Once you have read the data below, set it all down again exactly.

DATA FOR THIS EXERCISE:
+ + +

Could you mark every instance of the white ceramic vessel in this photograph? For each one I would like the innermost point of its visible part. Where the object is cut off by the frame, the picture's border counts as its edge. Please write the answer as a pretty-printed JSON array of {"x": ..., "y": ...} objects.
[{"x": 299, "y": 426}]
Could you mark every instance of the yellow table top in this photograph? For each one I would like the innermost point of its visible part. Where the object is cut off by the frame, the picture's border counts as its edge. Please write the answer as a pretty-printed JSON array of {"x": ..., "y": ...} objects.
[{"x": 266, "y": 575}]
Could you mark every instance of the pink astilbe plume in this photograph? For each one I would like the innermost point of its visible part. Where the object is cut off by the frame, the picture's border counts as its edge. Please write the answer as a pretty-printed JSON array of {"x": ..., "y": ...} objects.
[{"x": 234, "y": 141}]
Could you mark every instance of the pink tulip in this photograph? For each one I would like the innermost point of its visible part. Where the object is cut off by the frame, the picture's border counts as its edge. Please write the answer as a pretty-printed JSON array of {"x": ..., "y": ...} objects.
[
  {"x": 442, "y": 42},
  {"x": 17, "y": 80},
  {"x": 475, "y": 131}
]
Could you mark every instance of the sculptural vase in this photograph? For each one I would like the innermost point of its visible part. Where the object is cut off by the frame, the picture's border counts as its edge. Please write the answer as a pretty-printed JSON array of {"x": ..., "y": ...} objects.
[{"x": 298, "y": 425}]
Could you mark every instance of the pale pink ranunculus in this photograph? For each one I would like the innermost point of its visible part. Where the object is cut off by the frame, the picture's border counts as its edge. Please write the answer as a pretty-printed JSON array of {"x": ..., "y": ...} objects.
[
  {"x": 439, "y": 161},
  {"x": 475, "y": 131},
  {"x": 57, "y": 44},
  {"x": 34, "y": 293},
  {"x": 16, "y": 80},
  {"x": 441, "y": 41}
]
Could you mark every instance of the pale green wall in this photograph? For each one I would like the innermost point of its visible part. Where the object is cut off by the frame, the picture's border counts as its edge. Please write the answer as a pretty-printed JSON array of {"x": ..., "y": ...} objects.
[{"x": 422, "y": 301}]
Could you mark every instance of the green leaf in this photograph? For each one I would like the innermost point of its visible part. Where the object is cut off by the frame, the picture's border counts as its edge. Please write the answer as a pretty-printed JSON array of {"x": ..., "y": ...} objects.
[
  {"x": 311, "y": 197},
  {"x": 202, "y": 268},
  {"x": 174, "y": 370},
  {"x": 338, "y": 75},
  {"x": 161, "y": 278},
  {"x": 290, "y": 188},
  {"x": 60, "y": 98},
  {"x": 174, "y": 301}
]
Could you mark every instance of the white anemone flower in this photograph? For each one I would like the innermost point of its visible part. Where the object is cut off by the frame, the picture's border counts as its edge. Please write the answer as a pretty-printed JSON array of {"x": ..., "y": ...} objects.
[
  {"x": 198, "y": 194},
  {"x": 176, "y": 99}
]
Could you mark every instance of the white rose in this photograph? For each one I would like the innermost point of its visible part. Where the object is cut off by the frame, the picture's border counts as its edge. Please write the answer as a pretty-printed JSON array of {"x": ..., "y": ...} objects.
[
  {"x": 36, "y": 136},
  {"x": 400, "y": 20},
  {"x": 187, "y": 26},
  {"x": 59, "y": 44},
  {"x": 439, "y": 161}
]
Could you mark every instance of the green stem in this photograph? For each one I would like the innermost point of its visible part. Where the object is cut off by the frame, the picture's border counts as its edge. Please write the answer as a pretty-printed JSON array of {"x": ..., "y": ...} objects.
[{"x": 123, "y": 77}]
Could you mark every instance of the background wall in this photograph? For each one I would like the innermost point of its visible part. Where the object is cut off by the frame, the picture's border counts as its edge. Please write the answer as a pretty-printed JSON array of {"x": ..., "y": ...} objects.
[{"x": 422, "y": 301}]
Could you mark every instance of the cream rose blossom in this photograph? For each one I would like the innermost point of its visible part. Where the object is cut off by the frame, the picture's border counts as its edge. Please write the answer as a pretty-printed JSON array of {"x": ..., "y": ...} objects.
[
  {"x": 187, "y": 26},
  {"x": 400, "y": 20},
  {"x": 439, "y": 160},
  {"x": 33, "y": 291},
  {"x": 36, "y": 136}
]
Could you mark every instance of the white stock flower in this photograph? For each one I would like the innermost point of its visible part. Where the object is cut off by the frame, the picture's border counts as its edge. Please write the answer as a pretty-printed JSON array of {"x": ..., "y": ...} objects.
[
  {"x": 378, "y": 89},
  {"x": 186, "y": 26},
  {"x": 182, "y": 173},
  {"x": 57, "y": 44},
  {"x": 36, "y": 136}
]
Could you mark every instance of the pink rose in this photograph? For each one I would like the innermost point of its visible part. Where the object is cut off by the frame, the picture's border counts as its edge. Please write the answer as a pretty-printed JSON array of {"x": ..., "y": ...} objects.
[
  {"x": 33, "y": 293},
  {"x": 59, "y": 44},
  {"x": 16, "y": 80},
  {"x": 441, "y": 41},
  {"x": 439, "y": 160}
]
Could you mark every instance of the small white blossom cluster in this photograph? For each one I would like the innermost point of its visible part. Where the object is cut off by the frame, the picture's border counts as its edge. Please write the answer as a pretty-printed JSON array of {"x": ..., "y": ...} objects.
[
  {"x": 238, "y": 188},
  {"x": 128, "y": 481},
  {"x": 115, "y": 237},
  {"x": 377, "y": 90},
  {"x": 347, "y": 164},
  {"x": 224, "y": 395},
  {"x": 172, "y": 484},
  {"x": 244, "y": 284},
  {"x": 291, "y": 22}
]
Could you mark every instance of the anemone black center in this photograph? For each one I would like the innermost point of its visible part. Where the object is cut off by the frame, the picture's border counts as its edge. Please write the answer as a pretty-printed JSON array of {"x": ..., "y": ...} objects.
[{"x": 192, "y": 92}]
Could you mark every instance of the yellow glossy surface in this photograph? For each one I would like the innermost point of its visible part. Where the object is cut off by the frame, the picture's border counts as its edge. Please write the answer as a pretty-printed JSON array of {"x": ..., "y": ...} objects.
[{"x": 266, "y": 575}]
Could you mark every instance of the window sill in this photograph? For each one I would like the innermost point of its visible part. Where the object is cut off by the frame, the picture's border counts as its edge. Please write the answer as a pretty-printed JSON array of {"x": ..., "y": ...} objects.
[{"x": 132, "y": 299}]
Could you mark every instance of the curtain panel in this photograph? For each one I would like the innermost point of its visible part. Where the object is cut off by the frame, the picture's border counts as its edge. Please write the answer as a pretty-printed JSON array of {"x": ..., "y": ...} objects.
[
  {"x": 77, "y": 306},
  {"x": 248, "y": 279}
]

+ + +

OUTPUT OF THE TASK:
Could you mark every instance of the white ceramic vessel in this photograph? For each one I would like the innermost point of its visible part. Where the object is cut off by the frame, the picture's border counts as its edge. Please write the answer as a pretty-printed JSON array of {"x": ..., "y": ...} objects.
[{"x": 299, "y": 426}]
Could you mark every instance of the yellow table top in this photograph? For each one I would like the innermost point of its visible part. Where the object is cut off by the frame, the picture's border counts as its edge. Please write the answer as a pretty-printed JSON array of {"x": ..., "y": ...} objects.
[{"x": 266, "y": 575}]
Could you mark every instance of the pink astilbe plume in this photograph? For each one I would like the innermost point of its visible part. Where the object is cut off by the frame, the picture's border counts as its edge. Please write the answer as a pretty-printed JSON array of {"x": ..., "y": ...} objects.
[{"x": 234, "y": 141}]
Could you mark every instance of the pink tulip in this photograph? For each one I would like the innermost point of its visible part. Where the object is cut off by the frame, the picture's border counts as its edge. Please write the answer as a pretty-printed JSON array of {"x": ..., "y": ...} objects.
[
  {"x": 442, "y": 42},
  {"x": 17, "y": 80},
  {"x": 475, "y": 131}
]
Could you mark every instance of the sculptural vase in this photograph? For each one I would like the innermost point of its visible part. Where the object is cut off by the frame, the picture's border counts as its edge. Please write the answer as a pretty-printed JSON array of {"x": ..., "y": ...} objects.
[{"x": 298, "y": 425}]
Could you mark every instance of the pale pink ranunculus in this photograph? For each one I would like the innermost point of its visible part. Where the object is cut off by the frame, the picture's border counts as its edge. Please write the answer as a pretty-printed JSON array of {"x": ..., "y": ...} objects.
[
  {"x": 439, "y": 161},
  {"x": 475, "y": 131},
  {"x": 57, "y": 44},
  {"x": 34, "y": 293},
  {"x": 16, "y": 80},
  {"x": 441, "y": 41}
]
Could you mark every instance of the pale green wall in this photograph? For each one I would like the innermost point of its visible part. Where the object is cut off by the frame, the picture's border counts as its edge. Please write the answer as a pretty-printed JSON array of {"x": ..., "y": ...} objects.
[{"x": 422, "y": 301}]
Could you mark every instance of the green leaf in this photograph? For each one I would like the innermost point of its visible part. Where the object is cut off by the frame, the picture's border counts as its edge. Please write the answer as a pretty-printed JSON array of {"x": ..., "y": ...} objects.
[
  {"x": 311, "y": 197},
  {"x": 202, "y": 268},
  {"x": 174, "y": 370},
  {"x": 338, "y": 75},
  {"x": 161, "y": 278},
  {"x": 290, "y": 188},
  {"x": 60, "y": 98},
  {"x": 174, "y": 301}
]
Could you mark every instance of the white anemone flower in this photograph? For each one I would like the innermost point of its visible part. Where the object is cut off by the frame, the picture's border counts as its edge. Please write the answer as a pretty-printed JSON array of {"x": ..., "y": ...} objects.
[
  {"x": 198, "y": 194},
  {"x": 176, "y": 99}
]
Could you mark every instance of the white rose in this photograph? For each one I would like the innermost point of its visible part. Where the object is cut off by the frame, the picture's border counts as its edge. Please write the answer as a pretty-printed JSON array of {"x": ..., "y": ...} objects.
[
  {"x": 36, "y": 136},
  {"x": 400, "y": 20},
  {"x": 187, "y": 26},
  {"x": 59, "y": 44},
  {"x": 439, "y": 161}
]
Could you mark every instance of the green stem in this photograph? For each one I would like the innermost point of its visible part. Where the object is cut off by the frame, the picture's border counts as its edge. Please write the answer as a pretty-printed JSON array of {"x": ..., "y": ...} objects.
[{"x": 123, "y": 77}]
Could you mark every instance of the background wall in this photograph? For each one I would like the innermost point of its visible part. Where the object is cut off by the frame, the picture's border counts as its edge. Please write the answer as a pretty-printed JSON array of {"x": ..., "y": ...} objects.
[{"x": 422, "y": 301}]
Could you mark every instance of the cream rose blossom in this photograph? For each one I would like the innermost point of its visible part. Where the object is cut off by the frame, the picture's border counts as its edge. Please write the answer as a pretty-printed JSON array of {"x": ..., "y": ...} objects.
[
  {"x": 187, "y": 26},
  {"x": 400, "y": 20},
  {"x": 439, "y": 160},
  {"x": 33, "y": 291},
  {"x": 36, "y": 136}
]
Could you mark every instance of the white stock flower in this photograph? For each one I would like the innermost point of its visible part. Where the object is cut off by the frame, the picture's border counts as its edge. Please write the answer as a pretty-printed JSON array of {"x": ..., "y": ...} objects.
[
  {"x": 378, "y": 89},
  {"x": 186, "y": 26},
  {"x": 182, "y": 173},
  {"x": 57, "y": 44},
  {"x": 36, "y": 136}
]
Could you mark every instance of the pink rose in this photograph? For each one I would like the innermost point of its visible part. Where the object is cut off by the frame, the picture's border counts as its edge. Please write the answer as a pretty-printed JSON array of {"x": ..., "y": ...} objects.
[
  {"x": 33, "y": 293},
  {"x": 59, "y": 44},
  {"x": 16, "y": 80},
  {"x": 441, "y": 41},
  {"x": 439, "y": 160}
]
Could you mark every instance of the small white blossom cluster in this photograph? For each one I would like the innermost point of its visible part. Where the object is cut off by the frame, the picture's border counts as its edge. Please write the answer as a pretty-printed JSON array of {"x": ..., "y": ...} objects.
[
  {"x": 238, "y": 188},
  {"x": 128, "y": 481},
  {"x": 115, "y": 237},
  {"x": 377, "y": 90},
  {"x": 347, "y": 164},
  {"x": 224, "y": 395},
  {"x": 172, "y": 484},
  {"x": 244, "y": 284},
  {"x": 291, "y": 22}
]
Could you mark every instance of the anemone black center in this photograph? For each one I would like the innermost point of its visible part. Where the object is cut off by the frame, the picture's border counts as its edge. Please write the answer as a pretty-printed JSON array of {"x": ..., "y": ...} objects.
[{"x": 192, "y": 92}]
Could you mark every instance of the yellow glossy surface in this photograph? For each one I would like the innermost point of its visible part. Where the object is cut off by the frame, the picture's border counts as its edge. Please write the answer as a pretty-printed JSON array of {"x": ..., "y": ...} objects.
[{"x": 266, "y": 575}]
Could you mark every instance of the window sill in this photograph? For each one I would like the innermost point of its visible part. Where the object is cut off by the frame, the picture's border counts as its edge. Please write the answer as a pretty-printed JSON array of {"x": ..., "y": ...} objects.
[{"x": 132, "y": 299}]
Could you mark every instance of the curtain panel in this photograph? For each one I would like the innermost point of its visible part. Where the object is cut off by the frame, the picture's border counts as its edge. Please write the answer as a pretty-printed JSON array of {"x": ..., "y": ...} objects.
[
  {"x": 77, "y": 306},
  {"x": 248, "y": 279}
]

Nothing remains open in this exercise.